◆ Excerpted records ◆
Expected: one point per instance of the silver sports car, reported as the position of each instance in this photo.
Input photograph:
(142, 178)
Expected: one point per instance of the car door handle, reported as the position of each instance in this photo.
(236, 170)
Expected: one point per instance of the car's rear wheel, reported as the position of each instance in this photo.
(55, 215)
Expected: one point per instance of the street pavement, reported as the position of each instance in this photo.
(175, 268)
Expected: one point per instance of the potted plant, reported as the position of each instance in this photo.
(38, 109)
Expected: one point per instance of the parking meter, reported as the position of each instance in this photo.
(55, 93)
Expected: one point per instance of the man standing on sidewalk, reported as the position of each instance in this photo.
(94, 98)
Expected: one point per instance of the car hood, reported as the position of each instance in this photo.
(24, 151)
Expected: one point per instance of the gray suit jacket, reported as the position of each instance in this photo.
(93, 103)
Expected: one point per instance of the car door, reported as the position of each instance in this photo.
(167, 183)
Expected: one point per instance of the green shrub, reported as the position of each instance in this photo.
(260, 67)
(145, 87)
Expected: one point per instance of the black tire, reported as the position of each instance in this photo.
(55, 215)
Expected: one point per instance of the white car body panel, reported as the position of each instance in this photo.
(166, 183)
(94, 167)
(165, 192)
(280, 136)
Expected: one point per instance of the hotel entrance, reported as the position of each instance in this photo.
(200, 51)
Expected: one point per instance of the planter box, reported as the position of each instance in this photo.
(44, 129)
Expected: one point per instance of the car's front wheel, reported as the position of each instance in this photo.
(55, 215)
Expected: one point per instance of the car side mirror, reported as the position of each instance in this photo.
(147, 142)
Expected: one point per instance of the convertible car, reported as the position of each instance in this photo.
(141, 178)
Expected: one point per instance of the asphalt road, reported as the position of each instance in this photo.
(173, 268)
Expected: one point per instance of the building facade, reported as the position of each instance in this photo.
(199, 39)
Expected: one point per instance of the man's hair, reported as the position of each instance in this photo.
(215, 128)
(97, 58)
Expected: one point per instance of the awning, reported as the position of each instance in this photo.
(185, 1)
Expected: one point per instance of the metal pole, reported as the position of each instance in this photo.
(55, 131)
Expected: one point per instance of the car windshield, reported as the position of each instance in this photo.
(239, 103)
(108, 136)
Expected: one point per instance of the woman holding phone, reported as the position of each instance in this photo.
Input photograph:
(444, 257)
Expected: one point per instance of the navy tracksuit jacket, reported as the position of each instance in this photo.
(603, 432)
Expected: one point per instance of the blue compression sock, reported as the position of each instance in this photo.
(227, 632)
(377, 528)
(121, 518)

◆ Your task ◆
Each line above from the one with "Expected: one point per instance of the man's" up to and including the one with "Expected: one point per instance of the woman" must be set down exactly, and no line outside that span may appear.

◆ Solution to this task ◆
Expected: one point per instance of the man's hair, reported as the position of each instance in this photo.
(215, 128)
(97, 58)
Expected: one point per instance of the awning, reported as the position of each instance in this photo.
(185, 1)
Expected: one point per instance of the metal pole, reported as the position of each instance in this photo.
(55, 131)
Expected: one point per instance of the car windshield, reported as the position of each instance in this photo.
(239, 103)
(108, 136)
Expected: one point per instance of the woman holding phone, reported as the position of each instance in this photo.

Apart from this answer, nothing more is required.